> DOCUMENT PASSAGE:
[Intel-gfx] [PATCH v6 4/8] drm/i915/pxp: Add GSC-CS backend to send GSC fw messages

Sat Mar 4 01:07:03 UTC 2023

On 2/27/2023 6:21 PM, Alan Previn wrote:
> Add GSC engine based method for sending PXP firmware packets
> to the GSC firmware for MTL (and future) products.
>
> Use the newly added helpers to populate the GSC-CS memory
> header and send the message packet to the FW by dispatching
> the GSC_HECI_CMD_PKT instruction on the GSC engine.
>
> We use non-priveleged batches for submission to GSC engine
> which require two buffers for the request:
>       - a buffer for the HECI packet that contains PXP FW commands
>       - a batch-buffer that contains the engine instruction for
>         sending the HECI packet to the GSC firmware.
>
> Thus, add the allocation and freeing of these buffers in gsccs
> init and fini.

> SUPPLIED DATA:
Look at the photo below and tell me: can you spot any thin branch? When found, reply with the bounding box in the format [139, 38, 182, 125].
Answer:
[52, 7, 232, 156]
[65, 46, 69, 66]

> WHAT YOU NEED TO DO:
**a)** Rewrite the GSC-CS backend patch from "Sat Mar 4 01:07:03" to "(and future) products.", replacing "future" with "later".
**b)** Continue the GSC-CS backend patch from the point where it stops.

> EXERCISE ANSWERS:
**a)**
Sat Mar 4 01:07:03 UTC 2023

On 2/27/2023 6:21 PM, Alan Previn wrote:
> Add GSC engine based method for sending PXP firmware packets
> to the GSC firmware for MTL (and later) products.

**b)**
>
> The GSC-fw may reply to commands with a SUCCESS but with an
> additional pending-bit set in the reply packet. This bit
> means the GSC-FW is currently busy and the caller needs to
> try again with the gsc_message_handle the fw gave. The
> GSC-fw requires a non-zero host_session_handle provided
> by the caller to enable gsc_message_handle tracking.
>
> Thus, allocate the host_session_handle at init and destroy it
> at fini (the latter requiring an FYI to the gsc-firmware).
> Also ensure the send-message function allows replay of the
> gsc_message_handle.
>
> Signed-off-by: Alan Previn <alan.previn.teres.alexis at intel.com>
> ---
>   .../drm/i915/pxp/intel_pxp_cmd_interface_43.h |   4 +
>   drivers/gpu/drm/i915/pxp/intel_pxp_gsccs.c    | 239 +++++++++++++++++-
>   drivers/gpu/drm/i915/pxp/intel_pxp_gsccs.h    |   4 +
>   drivers/gpu/drm/i915/pxp/intel_pxp_types.h    |   6 +
>   4 files changed, 251 insertions(+), 2 deletions(-)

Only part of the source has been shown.